Шрифт:
Интервал:
Закладка:
Из всех имен города, отразивших его судьбу (ср. с Москвой, никогда не менявшей имени), Мандельштам ни разу не упомянул в творчестве имя Петроград[65], прожив именно в Петрограде, с перерывами, около семи лет. И когда, похоронив Петрополь, он пишет: «В Петербурге мы сойдемся снова…» – это означает возврат именно в Петербург, в город Пушкина, «Петербургских строф» и «Адмиралтейства», и «снова» означает то же, что «опять» в «Петербургских строфах», то есть круговую повторяемость жизни. Но время этой встречи – неопределенное будущее после конца:
В Петербурге мы сойдемся снова,
Словно солнце мы похоронили в нем,
И блаженное, бессмысленное слово
В первый раз произнесем.
В черном бархате советской ночи,
В бархате всемирной пустоты
Всё поют блаженных жен родные очи,
Всё цветут бессмертные цветы.
Дикой кошкой горбится столица,
На мосту патруль стоит,
Только злой мотор во мгле промчится
И кукушкой прокричит.
Мне не надо пропуска ночного,
Часовых я не боюсь —
За блаженное, бессмысленное слово
Я в ночи советской помолюсь.
Слышу легкий театральный шорох
И девическое «ах» —
И бессмертных роз огромный ворох
У Киприды на руках.
У костра мы греемся от скуки,
Может быть, века пройдут,
И блаженных жен родные руки
Легкий пепел соберут.
Где-то хоры сладкие Орфея
И родные темные зрачки,
И на грядки кресел с галереи
Падают афиши-голубки.
Что ж, гаси, пожалуй, наши свечи
В черном бархате всемирной пустоты.
Всё поют блаженных жен крутые плечи,
А ночного солнца не заметишь ты.

ЗАДАНИЕ 1
Перепишите в тексте о Мандельштаме всё от «Слышу легкий театральный» и до «бархате всемирной пустоты.», поставив «Аполлона» вместо «Орфея».

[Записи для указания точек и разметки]
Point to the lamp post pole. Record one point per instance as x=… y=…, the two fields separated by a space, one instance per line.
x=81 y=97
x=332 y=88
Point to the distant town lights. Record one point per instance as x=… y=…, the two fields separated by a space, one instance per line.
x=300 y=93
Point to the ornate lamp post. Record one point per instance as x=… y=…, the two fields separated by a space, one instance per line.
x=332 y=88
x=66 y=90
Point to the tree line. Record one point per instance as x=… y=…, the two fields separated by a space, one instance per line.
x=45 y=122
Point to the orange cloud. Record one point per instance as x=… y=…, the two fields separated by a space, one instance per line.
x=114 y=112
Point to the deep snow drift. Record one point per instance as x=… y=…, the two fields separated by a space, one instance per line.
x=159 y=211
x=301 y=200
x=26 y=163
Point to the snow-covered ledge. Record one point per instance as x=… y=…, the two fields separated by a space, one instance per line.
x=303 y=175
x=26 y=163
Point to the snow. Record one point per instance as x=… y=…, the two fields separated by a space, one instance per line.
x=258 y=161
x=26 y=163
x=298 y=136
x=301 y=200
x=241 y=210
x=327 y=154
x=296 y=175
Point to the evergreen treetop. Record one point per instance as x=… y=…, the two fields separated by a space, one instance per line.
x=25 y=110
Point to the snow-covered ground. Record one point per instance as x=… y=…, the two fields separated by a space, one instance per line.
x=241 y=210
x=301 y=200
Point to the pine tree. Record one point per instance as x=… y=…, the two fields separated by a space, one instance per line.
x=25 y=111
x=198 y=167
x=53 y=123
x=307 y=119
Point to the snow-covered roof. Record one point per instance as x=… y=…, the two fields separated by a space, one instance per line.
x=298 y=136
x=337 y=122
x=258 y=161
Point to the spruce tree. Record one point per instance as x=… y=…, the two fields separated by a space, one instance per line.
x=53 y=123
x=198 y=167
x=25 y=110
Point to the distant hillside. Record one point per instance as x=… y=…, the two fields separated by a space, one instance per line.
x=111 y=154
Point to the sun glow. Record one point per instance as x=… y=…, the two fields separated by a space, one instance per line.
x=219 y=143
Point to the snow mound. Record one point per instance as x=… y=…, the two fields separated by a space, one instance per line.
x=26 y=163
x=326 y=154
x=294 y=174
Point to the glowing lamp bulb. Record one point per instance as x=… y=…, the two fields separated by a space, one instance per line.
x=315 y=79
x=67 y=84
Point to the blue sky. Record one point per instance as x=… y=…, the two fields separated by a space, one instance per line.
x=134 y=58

ЗАДАНИЕ 2
Посчитайте строки записей, где встречается строка «covered», с учетом регистра. В ответе укажите только число.

ПОЛНЫЙ ОТВЕТ 1
Слышу легкий театральный шорох
И девическое «ах» —
И бессмертных роз огромный ворох
У Киприды на руках.
У костра мы греемся от скуки,
Может быть, века пройдут,
И блаженных жен родные руки
Легкий пепел соберут.
Где-то хоры сладкие Аполлона
И родные темные зрачки,
И на грядки кресел с галереи
Падают афиши-голубки.
Что ж, гаси, пожалуй, наши свечи
В черном бархате всемирной пустоты.

ПОЛНЫЙ ОТВЕТ 2
3